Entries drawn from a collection
════════════════════
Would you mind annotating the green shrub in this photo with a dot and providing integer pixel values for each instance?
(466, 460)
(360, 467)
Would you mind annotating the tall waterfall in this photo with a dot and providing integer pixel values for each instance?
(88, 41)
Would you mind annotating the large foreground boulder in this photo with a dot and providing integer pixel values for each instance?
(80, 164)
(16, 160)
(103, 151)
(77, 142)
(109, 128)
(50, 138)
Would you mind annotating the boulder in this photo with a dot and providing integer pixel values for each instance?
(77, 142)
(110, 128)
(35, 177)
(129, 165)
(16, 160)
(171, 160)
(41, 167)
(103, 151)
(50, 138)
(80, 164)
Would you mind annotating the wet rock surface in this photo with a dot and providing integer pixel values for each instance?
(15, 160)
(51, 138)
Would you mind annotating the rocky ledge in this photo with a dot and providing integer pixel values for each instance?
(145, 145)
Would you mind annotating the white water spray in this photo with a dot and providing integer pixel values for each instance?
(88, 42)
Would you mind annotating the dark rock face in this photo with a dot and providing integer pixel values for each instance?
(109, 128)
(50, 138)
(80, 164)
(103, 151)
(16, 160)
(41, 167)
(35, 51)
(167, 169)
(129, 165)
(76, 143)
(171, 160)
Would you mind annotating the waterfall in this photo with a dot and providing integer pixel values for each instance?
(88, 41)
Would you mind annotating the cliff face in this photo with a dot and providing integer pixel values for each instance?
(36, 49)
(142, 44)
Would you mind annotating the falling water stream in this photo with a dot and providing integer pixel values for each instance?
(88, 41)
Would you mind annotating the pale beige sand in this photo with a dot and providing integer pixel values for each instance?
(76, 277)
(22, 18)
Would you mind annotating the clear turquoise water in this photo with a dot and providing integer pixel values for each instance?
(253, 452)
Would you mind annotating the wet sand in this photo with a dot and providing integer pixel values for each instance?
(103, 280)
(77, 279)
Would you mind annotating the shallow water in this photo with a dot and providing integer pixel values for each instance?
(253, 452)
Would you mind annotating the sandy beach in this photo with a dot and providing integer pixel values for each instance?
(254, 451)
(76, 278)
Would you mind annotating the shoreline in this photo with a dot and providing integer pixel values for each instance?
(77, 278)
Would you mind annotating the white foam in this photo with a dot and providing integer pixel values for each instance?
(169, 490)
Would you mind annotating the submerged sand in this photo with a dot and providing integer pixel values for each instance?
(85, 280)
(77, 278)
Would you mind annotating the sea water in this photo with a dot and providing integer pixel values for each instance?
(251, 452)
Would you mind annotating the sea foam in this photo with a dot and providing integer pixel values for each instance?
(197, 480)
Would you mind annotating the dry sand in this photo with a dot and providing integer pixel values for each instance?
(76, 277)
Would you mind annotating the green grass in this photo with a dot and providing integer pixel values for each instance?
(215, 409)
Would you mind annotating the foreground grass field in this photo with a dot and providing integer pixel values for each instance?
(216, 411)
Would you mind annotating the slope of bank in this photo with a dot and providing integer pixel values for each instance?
════════════════════
Please rewrite the stretch from the line containing "Would you mind annotating the sandy" through the end of the listing, requests included, adding 24 to every pixel coordinate in the answers.

Would you mind annotating the sandy beach in this photo with a dot and providing integer pixel values for each instance?
(278, 475)
(100, 302)
Would you mind annotating the shoreline in this photo with a dot and providing integer pixel values for each instance?
(101, 302)
Would you mind annotating the white foam in this photo with a dot and providing integer pixel values for each instance?
(193, 514)
Would you mind annotating the submerged sand in this photo with a dot and providing integer pixel values for each instance?
(109, 304)
(101, 302)
Would you mind annotating the sea water in this photo with a dot and providing integer pixel values for each instance?
(275, 476)
Would you mind annotating the sea foam in this photo with a dot and providing integer pixel values for each instance?
(221, 504)
Would you mind annotating the dry sand in this photo with a dot and providing integer pixel values for each instance?
(100, 301)
Would you mind annotating the green grass in this photo with a dot and providing integer pixel values for each instance?
(239, 433)
Would you mind annotating the foreground grass field in this photo with a dot and providing integer pixel values for each instance?
(240, 435)
Would you mind annotating the slope of bank in this photo with a dot and providing integer pixel values for each instance?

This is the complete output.